Reading text:
- - - -
Slavery and our broken healthcare system

 

The 1619 Project examines the legacy of slavery as the main reason why America doesn’t have universal health care

What do slavery and Jim Crow have to do with the fact that the United States is the only country in the developed world that doesn’t guarantee its citizens access to health care? Turns out, a lot.

Last Sunday, the New York Times Magazine debuted its landmark series commemorating the 400th anniversary of the arrival of enslaved Africans to the shores of America. Called the 1619 Project, the Times dedicated its entire magazine’s pages and a special supplement in the Sunday newspaper to reframe slavery and the contributions of black Americans as central to the founding of the U.S. The series delves into a modern aspect of American life — such as traffic jams, mass incarceration, congressional gridlock, the prevalence of sugar in the American diet — and connects each to this country’s brutal treatment of black people since their arrival at Point Comfort, Virginia, on August 20, 1619.

One modern day problem that the Times explores is the U.S.’s stubborn reluctance to establish a truly universal health care system, such as the kind of system present in every other industrialized country.

In Why doesn’t the United States have universal health care?, Times editorial writer Jeneen Interlandi traces this phenomenon to the deliberate denial of health care to formerly enslaved black people as justification to put them back into forced labor. Interlandi also describes the medical apartheid that followed post-Civil War, from segregated hospitals, to the American Medical Association’s early opposition to national health care, to the current fights over the Affordable Care Act. Centuries of white ambivalence to expanding health care access has not only hurt black people and other communities of color, but white people as well, as Times staff writer and 1619 Project leader, Nikole Hannah-Jones, explains on a segment of the PBS NewsHour. “This affects all Americans — no matter if you just got here yesterday, if your family has been here 200 years, no matter what your race,” says Hannah-Jones. “Our inability to deal with this original sin is hurting all of us.”  

Years ago, I wrote about the role slavery and racism play at the heart of opposition to universal health care. I am heartened to see a mainstream publication like the New York Times finally acknowledge this fact, so many more Americans will have an understanding of how we got here and how we move forward. So what lessons can activists in the universal health care space take away from this shameful history?

First, Interlandi’s article, and a companion piece by Linda Villarosa about medical racism and health care inequality, should be required reading for every single payer activist (and afterwards, I recommend reading the entire 1619 Project series).

Second, the single payer movement must work to expand its coalition and include more communities of color in its membership and within its leadership ranks. This also means engaging with and offering support to organizations who work to improve health care within marginalized and immigrant communities. Third, the movement should acknowledge and address the criticisms of some social justice activists who say Medicare for All won’t necessarily solve racial inequity.

Single payer advocates must include medical justice and combatting racial bias in health care as platforms within the movement. Just as the wider progressive movement needs a coalition of the new emerging American electoral majority — people of color, white progressives, youth, LGBTQIA+ — to win victories at the ballot box, the universal health care movement can only win by operating within a wholly inclusive and intersectional framework.

–Sylvia Moore

 

 

Sylvia Moore is a Medicare-for-All activist and board member of California OneCare from Los Angeles, California.
- - - -
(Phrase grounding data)
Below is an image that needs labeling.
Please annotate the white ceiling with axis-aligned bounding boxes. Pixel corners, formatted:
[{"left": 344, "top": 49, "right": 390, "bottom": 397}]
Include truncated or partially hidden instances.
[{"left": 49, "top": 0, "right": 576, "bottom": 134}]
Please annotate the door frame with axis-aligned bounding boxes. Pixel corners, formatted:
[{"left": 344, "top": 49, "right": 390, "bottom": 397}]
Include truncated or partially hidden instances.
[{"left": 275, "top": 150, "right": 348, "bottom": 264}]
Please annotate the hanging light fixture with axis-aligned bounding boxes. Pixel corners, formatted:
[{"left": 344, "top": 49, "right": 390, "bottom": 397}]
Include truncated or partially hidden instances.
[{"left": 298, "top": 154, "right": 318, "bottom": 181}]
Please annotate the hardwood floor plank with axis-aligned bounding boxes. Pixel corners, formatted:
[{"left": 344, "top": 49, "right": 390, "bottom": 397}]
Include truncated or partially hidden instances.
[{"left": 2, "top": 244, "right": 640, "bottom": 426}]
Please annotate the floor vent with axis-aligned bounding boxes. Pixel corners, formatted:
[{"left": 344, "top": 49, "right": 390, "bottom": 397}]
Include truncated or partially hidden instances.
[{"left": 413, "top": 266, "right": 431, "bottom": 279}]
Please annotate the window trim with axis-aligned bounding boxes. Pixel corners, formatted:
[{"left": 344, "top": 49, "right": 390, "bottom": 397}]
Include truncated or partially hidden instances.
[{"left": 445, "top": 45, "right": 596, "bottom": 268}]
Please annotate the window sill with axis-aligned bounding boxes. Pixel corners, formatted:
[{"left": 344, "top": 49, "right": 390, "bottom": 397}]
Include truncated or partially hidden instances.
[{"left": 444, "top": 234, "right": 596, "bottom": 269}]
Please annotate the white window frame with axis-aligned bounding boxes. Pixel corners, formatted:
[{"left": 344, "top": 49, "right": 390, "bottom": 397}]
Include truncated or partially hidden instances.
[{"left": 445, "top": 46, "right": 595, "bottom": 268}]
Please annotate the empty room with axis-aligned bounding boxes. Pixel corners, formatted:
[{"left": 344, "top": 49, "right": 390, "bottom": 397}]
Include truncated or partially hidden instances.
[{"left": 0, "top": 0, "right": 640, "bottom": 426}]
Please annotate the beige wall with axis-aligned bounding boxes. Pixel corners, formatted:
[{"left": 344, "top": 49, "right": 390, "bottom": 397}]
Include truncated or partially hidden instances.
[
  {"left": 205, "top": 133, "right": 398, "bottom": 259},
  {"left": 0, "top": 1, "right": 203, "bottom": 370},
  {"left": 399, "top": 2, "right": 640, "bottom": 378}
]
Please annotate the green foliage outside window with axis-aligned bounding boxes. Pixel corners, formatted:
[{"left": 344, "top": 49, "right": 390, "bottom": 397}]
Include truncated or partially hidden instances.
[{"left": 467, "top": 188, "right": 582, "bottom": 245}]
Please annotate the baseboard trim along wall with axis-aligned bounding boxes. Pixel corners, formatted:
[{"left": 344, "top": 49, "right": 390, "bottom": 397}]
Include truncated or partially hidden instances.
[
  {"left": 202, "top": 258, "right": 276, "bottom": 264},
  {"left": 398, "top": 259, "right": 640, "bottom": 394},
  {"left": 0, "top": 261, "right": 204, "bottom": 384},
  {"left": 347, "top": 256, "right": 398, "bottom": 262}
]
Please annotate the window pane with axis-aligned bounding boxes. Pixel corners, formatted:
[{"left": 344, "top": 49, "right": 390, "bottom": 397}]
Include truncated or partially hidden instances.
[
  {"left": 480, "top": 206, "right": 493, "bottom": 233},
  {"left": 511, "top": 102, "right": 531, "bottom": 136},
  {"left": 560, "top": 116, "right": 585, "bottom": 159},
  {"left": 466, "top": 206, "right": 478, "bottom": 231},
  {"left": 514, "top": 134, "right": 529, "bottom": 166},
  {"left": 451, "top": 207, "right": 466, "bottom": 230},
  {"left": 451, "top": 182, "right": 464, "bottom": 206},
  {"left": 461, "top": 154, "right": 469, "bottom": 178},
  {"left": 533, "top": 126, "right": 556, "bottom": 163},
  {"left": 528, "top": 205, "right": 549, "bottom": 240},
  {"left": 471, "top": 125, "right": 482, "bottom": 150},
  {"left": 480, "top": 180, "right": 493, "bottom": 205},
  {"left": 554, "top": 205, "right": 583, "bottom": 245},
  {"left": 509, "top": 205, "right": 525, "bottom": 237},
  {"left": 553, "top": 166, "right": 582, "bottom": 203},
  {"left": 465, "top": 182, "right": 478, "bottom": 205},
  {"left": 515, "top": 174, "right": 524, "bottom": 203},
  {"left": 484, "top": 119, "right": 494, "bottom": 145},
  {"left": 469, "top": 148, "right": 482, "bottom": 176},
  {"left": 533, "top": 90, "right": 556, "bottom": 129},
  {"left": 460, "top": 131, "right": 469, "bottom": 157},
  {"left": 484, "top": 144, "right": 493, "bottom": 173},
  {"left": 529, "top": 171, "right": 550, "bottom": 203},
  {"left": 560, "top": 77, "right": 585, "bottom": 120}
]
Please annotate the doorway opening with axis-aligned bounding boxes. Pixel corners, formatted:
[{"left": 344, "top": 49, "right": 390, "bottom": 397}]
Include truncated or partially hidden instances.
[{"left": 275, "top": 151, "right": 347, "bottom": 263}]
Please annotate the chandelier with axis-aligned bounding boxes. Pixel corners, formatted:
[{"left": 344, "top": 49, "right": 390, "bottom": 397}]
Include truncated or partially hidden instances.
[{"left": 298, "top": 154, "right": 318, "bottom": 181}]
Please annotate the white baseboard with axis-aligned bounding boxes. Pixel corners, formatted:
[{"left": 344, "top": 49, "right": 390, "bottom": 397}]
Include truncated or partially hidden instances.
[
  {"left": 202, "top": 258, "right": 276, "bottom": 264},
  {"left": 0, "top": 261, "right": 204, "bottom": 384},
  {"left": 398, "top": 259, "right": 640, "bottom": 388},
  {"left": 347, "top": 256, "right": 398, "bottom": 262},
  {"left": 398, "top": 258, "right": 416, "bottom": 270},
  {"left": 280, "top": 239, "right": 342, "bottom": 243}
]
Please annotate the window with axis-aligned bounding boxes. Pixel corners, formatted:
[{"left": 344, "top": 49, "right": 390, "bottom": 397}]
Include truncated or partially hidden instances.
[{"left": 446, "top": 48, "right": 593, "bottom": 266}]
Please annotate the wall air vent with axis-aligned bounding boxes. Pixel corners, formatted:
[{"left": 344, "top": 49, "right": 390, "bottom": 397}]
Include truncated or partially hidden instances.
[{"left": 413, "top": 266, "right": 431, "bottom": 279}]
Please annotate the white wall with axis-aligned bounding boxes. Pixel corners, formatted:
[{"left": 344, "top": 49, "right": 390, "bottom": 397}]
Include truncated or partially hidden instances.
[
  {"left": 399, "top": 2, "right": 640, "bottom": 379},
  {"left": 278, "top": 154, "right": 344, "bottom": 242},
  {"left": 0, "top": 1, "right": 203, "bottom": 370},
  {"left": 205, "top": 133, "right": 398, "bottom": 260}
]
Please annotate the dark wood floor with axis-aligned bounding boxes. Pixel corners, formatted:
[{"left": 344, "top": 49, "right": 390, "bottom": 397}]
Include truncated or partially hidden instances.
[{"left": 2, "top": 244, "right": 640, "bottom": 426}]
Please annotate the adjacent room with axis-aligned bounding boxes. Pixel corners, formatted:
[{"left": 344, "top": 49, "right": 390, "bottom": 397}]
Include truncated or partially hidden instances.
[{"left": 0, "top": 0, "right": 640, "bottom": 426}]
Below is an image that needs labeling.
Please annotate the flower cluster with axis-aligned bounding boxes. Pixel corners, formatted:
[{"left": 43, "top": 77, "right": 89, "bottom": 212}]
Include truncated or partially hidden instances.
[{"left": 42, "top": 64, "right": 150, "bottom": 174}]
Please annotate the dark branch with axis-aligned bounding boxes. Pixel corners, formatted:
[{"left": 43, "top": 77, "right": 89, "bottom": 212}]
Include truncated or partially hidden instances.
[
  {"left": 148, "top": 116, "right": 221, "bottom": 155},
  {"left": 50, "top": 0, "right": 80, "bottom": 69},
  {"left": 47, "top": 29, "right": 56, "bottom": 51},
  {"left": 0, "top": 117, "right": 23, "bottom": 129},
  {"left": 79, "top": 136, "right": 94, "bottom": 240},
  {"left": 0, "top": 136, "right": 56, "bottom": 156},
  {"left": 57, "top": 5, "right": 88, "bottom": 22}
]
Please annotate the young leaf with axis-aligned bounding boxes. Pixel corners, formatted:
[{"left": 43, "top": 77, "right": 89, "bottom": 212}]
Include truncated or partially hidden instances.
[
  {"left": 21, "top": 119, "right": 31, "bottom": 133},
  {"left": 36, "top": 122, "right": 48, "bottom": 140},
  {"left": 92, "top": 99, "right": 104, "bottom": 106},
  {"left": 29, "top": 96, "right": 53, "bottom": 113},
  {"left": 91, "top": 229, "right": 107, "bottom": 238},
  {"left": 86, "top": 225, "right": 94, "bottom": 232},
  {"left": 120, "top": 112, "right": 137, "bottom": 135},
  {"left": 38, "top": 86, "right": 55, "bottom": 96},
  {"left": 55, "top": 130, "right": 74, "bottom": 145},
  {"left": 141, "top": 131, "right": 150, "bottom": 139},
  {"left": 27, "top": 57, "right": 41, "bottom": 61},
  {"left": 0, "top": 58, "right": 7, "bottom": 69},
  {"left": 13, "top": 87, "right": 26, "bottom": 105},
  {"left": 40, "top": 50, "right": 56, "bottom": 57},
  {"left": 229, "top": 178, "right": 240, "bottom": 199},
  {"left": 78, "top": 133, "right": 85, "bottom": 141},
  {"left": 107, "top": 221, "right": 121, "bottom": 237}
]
- - - -
Work instructions:
In the article on slavery and health care, why is the writer heartened that the New York Times acknowledges the role of slavery and racism in opposition to universal health care? Explain in one to three sentences. This material has no connection to the article.

Answer to the problem:
Because the New York Times is a mainstream publication, many more Americans will now understand how the country got here and how it can move forward.